◆ **ARTICLE**:

______________________________

On January 27, an Ethereum fan known as “Cryptopathic” sent a message to his friend and well-known crypto Twitter personality Crypto Cobain—named for his resemblance to the late songwriter Kurt Cobain—about an upcoming artwork sale. Known as Hashmasks, they would feature thousands of pieces of original digital artwork and, just maybe, they might become the next craze.
“I was excited about the idea and thought it would at least be fun, and comparable to cryptopunks,” Cryptopathic told Decrypt, referring to the earliest form of NFTs—featuring small, pixelated faces, which now sell for hundreds of thousands of dollars.
Crypto Cobain read the message, shrugged his shoulders, and figured he would spend $100,000 of his personal cash to invest in Hashmasks. Why not?
“Why did I spend $100,000 on fucking hashmasks FUCK,” he tweeted, before throwing in yet another $100,000.
In less than a single week, Crypto Cobain’s reckless impulse was vindicated. Thousands of buyers poured in, snapping up the 16,384 artworks for a grand total of $16 million. They also pumped the price of the NCT token that was given out with each one—putting the value of his investment at $426,000 in addition to the value of his Hashmasks themselves. At a bare minimum, his investment grew 113% in five days.
But though this art sale hit the Ethereum community like a sudden tidal wave, it had been gradually building up momentum over a number of years.

______________________________

Records from a dataset:
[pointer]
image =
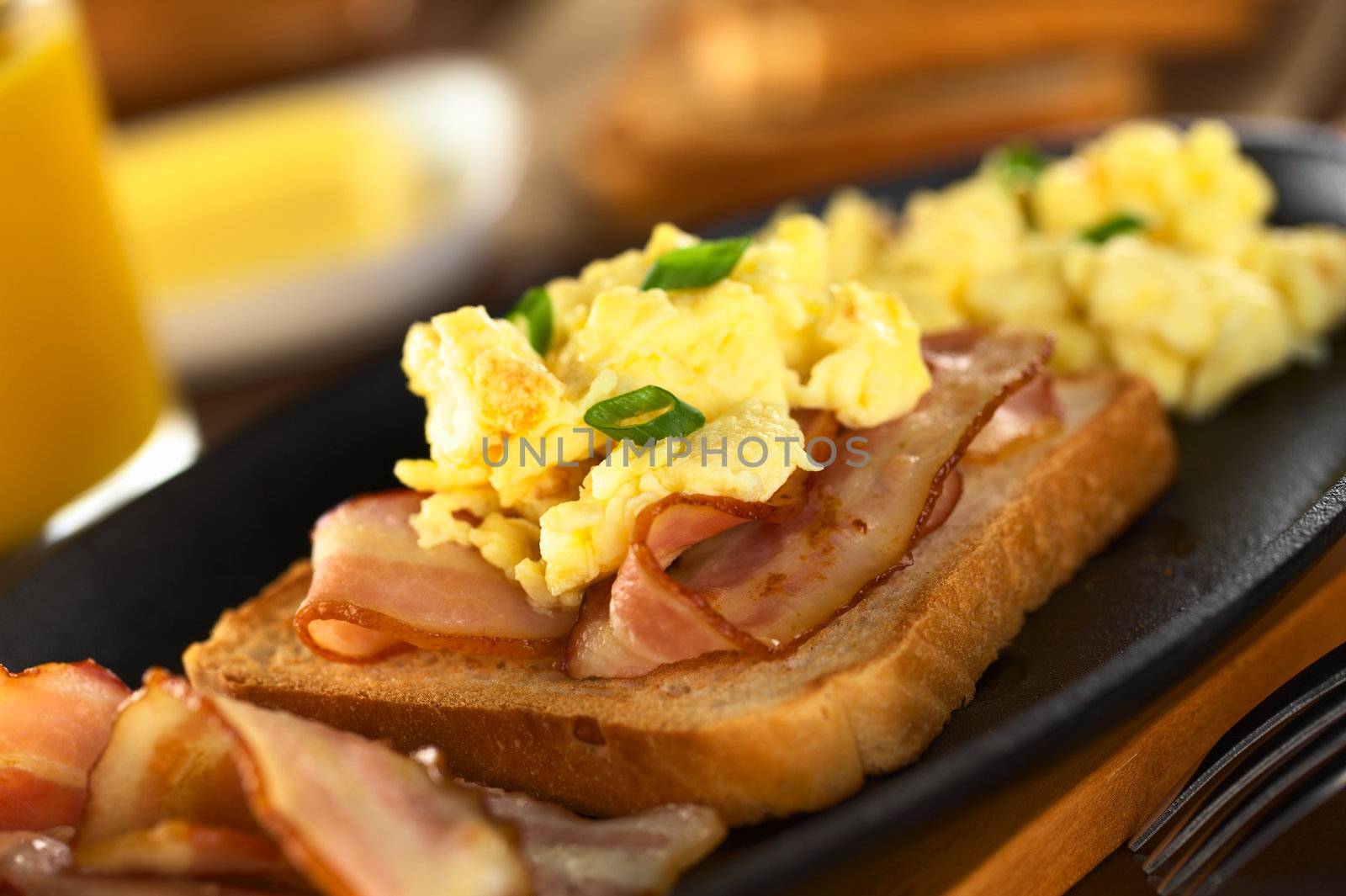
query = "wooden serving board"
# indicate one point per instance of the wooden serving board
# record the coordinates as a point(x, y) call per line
point(1047, 832)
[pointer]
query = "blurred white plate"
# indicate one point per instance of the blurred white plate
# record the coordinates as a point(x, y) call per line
point(466, 119)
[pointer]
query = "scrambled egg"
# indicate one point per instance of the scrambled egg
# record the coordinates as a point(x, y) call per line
point(515, 471)
point(1202, 300)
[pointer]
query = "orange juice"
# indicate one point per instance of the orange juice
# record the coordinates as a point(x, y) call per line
point(78, 388)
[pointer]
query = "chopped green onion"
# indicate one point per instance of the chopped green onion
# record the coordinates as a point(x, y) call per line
point(1105, 231)
point(699, 265)
point(628, 416)
point(1018, 164)
point(535, 311)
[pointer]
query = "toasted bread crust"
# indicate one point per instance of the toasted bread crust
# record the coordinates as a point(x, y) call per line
point(751, 739)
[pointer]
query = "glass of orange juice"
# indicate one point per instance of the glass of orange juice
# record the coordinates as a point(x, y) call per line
point(85, 412)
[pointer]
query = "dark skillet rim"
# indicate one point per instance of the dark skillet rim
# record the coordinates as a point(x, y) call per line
point(1121, 685)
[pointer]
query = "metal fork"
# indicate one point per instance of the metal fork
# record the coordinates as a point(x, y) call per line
point(1278, 765)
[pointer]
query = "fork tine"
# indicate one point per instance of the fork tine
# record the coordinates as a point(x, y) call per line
point(1245, 774)
point(1262, 723)
point(1262, 808)
point(1309, 797)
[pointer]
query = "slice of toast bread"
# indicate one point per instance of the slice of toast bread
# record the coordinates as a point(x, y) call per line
point(753, 739)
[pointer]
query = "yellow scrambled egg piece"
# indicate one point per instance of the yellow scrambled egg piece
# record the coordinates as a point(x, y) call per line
point(1202, 300)
point(787, 328)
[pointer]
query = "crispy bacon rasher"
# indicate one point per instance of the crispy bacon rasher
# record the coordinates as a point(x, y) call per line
point(202, 787)
point(703, 574)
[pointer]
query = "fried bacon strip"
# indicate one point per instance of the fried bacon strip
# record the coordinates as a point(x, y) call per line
point(376, 591)
point(764, 586)
point(54, 720)
point(194, 788)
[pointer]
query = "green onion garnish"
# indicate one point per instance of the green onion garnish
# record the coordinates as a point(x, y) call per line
point(699, 265)
point(1018, 164)
point(629, 416)
point(535, 311)
point(1105, 231)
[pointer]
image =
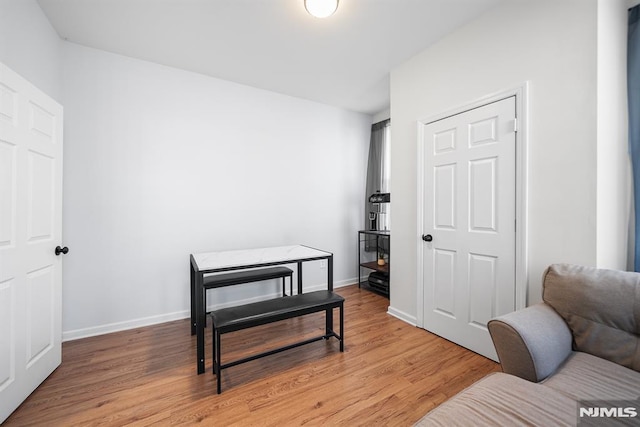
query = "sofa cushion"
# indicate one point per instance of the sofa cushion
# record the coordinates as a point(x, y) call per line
point(601, 307)
point(587, 377)
point(504, 400)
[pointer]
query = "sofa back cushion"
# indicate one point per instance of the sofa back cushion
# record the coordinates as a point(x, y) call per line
point(601, 307)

______________________________

◆ **AIM**:
Answer these questions about the article on the Hashmasks sale:
1. What earlier NFTs did Cryptopathic say Hashmasks would be comparable to?
2. How much of his personal cash did Crypto Cobain first figure he would spend on Hashmasks?
3. How many artworks did buyers snap up in the sale?

◆ **ANSWER TO THE TASK**:
1. Cryptopunks.
2. $100,000.
3. 16,384.